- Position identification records

╔══

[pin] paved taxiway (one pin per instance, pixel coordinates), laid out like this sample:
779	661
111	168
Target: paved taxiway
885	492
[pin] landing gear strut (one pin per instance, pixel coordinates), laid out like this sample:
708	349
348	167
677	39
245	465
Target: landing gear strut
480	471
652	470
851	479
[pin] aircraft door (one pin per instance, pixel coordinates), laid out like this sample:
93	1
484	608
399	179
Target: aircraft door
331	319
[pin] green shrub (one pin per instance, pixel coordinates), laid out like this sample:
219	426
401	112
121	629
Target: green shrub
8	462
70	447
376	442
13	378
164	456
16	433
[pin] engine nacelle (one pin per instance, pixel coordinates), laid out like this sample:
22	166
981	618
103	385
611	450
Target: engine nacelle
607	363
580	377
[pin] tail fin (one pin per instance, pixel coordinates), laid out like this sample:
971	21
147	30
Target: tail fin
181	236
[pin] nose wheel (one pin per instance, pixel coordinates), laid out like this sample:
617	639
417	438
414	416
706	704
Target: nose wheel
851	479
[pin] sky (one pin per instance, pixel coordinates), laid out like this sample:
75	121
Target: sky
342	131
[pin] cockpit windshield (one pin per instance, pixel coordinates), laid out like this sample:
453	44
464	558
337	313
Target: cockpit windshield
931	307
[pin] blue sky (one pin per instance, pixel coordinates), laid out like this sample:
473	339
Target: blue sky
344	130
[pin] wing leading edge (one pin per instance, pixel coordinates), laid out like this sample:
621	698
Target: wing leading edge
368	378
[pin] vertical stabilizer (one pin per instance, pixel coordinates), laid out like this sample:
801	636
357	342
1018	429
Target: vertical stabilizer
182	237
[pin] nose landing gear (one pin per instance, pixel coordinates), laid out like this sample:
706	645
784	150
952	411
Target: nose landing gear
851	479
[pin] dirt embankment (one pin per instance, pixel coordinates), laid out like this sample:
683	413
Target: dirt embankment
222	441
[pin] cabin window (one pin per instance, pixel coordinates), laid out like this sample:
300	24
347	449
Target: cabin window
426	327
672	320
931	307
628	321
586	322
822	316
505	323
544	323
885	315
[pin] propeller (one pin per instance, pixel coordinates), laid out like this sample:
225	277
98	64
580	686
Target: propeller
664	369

╚══

- Stated goal
Present all of the lines above as a numbered list, leaving out any blank lines.

- Task output
1. [pin] paved taxiway (one pin per instance, pixel coordinates), laid out like this sample:
2. 779	661
3. 111	168
4. Target: paved taxiway
5. 885	492
6. [pin] landing gear strut (one pin per instance, pixel coordinates), laid out like this sample:
7. 708	349
8. 348	167
9. 677	39
10. 245	465
11. Target: landing gear strut
12. 480	471
13. 652	470
14. 851	479
15. [pin] aircraft door (one pin per instance, pixel coordinates), laid out like this sample:
16. 93	1
17. 484	608
18. 399	179
19. Target: aircraft door
20. 331	319
21. [pin] green shrub (one pin per instance, pixel coordinates), laid out like this sample:
22. 219	426
23. 401	112
24. 121	629
25. Target: green shrub
26. 8	462
27. 70	447
28. 376	442
29. 13	378
30. 164	456
31. 16	433
32. [pin] engine nacelle (one pin per instance, pixel coordinates), laid out like this sample:
33. 22	166
34. 981	618
35. 103	385
36. 611	450
37. Target: engine nacelle
38. 607	363
39. 580	377
40. [pin] tail fin (one pin per instance, pixel coordinates), laid out like this sample:
41. 971	21
42. 147	30
43. Target: tail fin
44. 181	236
45. [pin] nose wheel (one pin per instance, pixel coordinates), laid out like this sample:
46. 617	639
47. 417	438
48. 414	416
49. 706	704
50. Target: nose wheel
51. 851	479
52. [pin] sky (one pin per instance, pixel coordinates), laid out like this sample:
53. 75	121
54. Target: sky
55. 342	131
56. [pin] cockpit windshield (one pin per instance, pixel coordinates), laid out like this sample:
57. 453	44
58. 464	558
59. 337	313
60. Target: cockpit windshield
61. 931	307
62. [pin] blue sky (one pin per instance, pixel coordinates), laid out like this sample:
63. 473	339
64. Target: blue sky
65. 344	130
66. [pin] wing leading edge (one pin per instance, pixel coordinates), laid out like this sample:
67. 621	698
68. Target: wing leading edge
69. 368	378
70. [pin] vertical stabilizer (one pin per instance, pixel coordinates), laid out like this sample:
71. 801	636
72. 357	342
73. 1018	429
74. Target: vertical stabilizer
75. 182	237
76. [pin] nose landing gear (one pin per instance, pixel coordinates), laid out like this sample:
77. 706	645
78. 784	150
79. 952	411
80. Target: nose landing gear
81. 851	479
82. [pin] dirt embankment (one pin per instance, pixel coordinates), laid out like this sample:
83. 683	413
84. Target: dirt embankment
85. 222	441
86. [pin] cabin window (one pin per instance, pixel coordinates), laid out like this sample:
87. 300	24
88. 347	449
89. Target: cabin window
90. 426	327
91. 672	320
92. 931	307
93. 628	321
94. 586	322
95. 822	316
96. 505	323
97. 544	323
98. 885	315
99. [pin] propeller (one pin per instance, pixel coordinates), laid out like this sample:
100. 225	277
101. 98	64
102. 580	686
103. Target: propeller
104. 664	369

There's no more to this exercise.